=== Section Start ===

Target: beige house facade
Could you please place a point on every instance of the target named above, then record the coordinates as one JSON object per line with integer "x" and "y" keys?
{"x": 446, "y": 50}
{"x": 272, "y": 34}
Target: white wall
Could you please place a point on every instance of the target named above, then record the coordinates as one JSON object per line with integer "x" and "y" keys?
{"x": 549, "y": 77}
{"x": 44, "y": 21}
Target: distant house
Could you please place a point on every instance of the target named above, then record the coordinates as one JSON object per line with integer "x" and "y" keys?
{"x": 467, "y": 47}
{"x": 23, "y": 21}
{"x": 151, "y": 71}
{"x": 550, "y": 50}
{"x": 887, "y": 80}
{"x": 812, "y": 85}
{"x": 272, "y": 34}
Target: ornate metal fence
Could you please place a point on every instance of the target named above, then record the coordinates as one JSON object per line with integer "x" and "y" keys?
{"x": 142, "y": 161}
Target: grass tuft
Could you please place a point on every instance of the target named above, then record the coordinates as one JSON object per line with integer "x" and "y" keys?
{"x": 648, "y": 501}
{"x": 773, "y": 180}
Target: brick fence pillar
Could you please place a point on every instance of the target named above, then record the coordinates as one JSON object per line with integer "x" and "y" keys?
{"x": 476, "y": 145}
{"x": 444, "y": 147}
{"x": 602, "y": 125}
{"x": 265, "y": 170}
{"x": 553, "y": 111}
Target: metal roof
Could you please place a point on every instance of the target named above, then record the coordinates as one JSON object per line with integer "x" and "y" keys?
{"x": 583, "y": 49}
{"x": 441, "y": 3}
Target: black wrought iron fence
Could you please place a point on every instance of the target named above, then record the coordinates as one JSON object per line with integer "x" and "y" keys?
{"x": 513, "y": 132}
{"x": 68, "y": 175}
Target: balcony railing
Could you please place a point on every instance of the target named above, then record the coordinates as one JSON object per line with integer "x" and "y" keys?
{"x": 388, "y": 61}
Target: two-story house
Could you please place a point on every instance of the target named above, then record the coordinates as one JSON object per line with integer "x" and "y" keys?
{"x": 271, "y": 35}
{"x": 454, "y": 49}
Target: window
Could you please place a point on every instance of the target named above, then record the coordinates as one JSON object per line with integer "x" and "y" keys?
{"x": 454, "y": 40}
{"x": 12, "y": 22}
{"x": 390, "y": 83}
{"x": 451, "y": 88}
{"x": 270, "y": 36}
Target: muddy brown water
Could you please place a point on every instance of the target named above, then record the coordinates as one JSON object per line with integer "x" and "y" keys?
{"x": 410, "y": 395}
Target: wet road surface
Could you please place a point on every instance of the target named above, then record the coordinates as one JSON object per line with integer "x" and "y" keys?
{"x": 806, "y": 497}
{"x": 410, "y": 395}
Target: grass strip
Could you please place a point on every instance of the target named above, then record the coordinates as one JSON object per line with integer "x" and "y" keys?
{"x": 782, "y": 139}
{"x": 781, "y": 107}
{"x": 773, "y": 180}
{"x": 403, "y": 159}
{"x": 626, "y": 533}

=== Section End ===

The answer consists of every entry, returned exactly.

Target: beige house facade
Could you please place a point on every instance of the target named above, then record the coordinates as one JSON object per line with integer "x" and "y" keys?
{"x": 446, "y": 50}
{"x": 272, "y": 34}
Target: white wall
Could you please place a point on every instance of the target named above, then record the coordinates as one JSON object per line with integer "x" and "y" keys?
{"x": 549, "y": 77}
{"x": 44, "y": 21}
Target: distant house
Could you please place a point on every instance of the target named above, then record the coordinates as one JSON object per line with integer "x" and "y" keys?
{"x": 467, "y": 47}
{"x": 23, "y": 21}
{"x": 151, "y": 71}
{"x": 550, "y": 50}
{"x": 887, "y": 80}
{"x": 812, "y": 85}
{"x": 272, "y": 34}
Target: ornate metal fence
Could you please place a point on every instance of the target named above, then record the coordinates as one JSON object per line with integer "x" and "y" keys?
{"x": 142, "y": 161}
Target: grass tuft
Could you please place a point on every instance of the target named above, then record the coordinates as one JSON object per line with integer "x" and "y" keys?
{"x": 648, "y": 501}
{"x": 773, "y": 180}
Target: brick fence pillar
Could you please place a point on every instance of the target named above, then record the coordinates as one JSON object per line with integer "x" and "y" keys?
{"x": 476, "y": 145}
{"x": 444, "y": 147}
{"x": 602, "y": 125}
{"x": 265, "y": 170}
{"x": 553, "y": 111}
Target: metal roof
Could you please place a point on every instance of the target named above, then record the coordinates as one JSON object per line with integer "x" and "y" keys?
{"x": 583, "y": 49}
{"x": 441, "y": 3}
Target: black wrought iron fence
Could you please place a point on every instance of the target named above, then record the coordinates as one JSON object per line with integer "x" and "y" keys?
{"x": 513, "y": 132}
{"x": 68, "y": 175}
Target: balcony railing
Could you please place a point on every instance of the target named above, then record the coordinates as one JSON object per line with integer "x" and "y" keys?
{"x": 388, "y": 61}
Target: two-story house
Could you please place a point on every instance of the target named above, then record the coordinates as one JSON object per line with integer "x" and "y" keys?
{"x": 271, "y": 35}
{"x": 454, "y": 49}
Target: window
Could you please place a point on every instance of the target named above, then record the coordinates as one JSON object per line with integer "x" and "y" keys?
{"x": 454, "y": 40}
{"x": 12, "y": 22}
{"x": 390, "y": 83}
{"x": 451, "y": 88}
{"x": 270, "y": 36}
Target: muddy brown water
Could you please place a point on every instance of the target named above, then record the coordinates as one JSON object per line with integer "x" and "y" keys?
{"x": 410, "y": 395}
Target: wet road surface
Could you please place a point on every instance of the target named above, then record the coordinates as one JSON object per line with integer "x" and "y" keys?
{"x": 806, "y": 497}
{"x": 410, "y": 395}
Target: grass strip
Could you please place a point on every instance of the target named above, then record the coordinates as one JSON object per line with integer "x" and "y" keys?
{"x": 782, "y": 139}
{"x": 781, "y": 107}
{"x": 773, "y": 180}
{"x": 403, "y": 159}
{"x": 626, "y": 533}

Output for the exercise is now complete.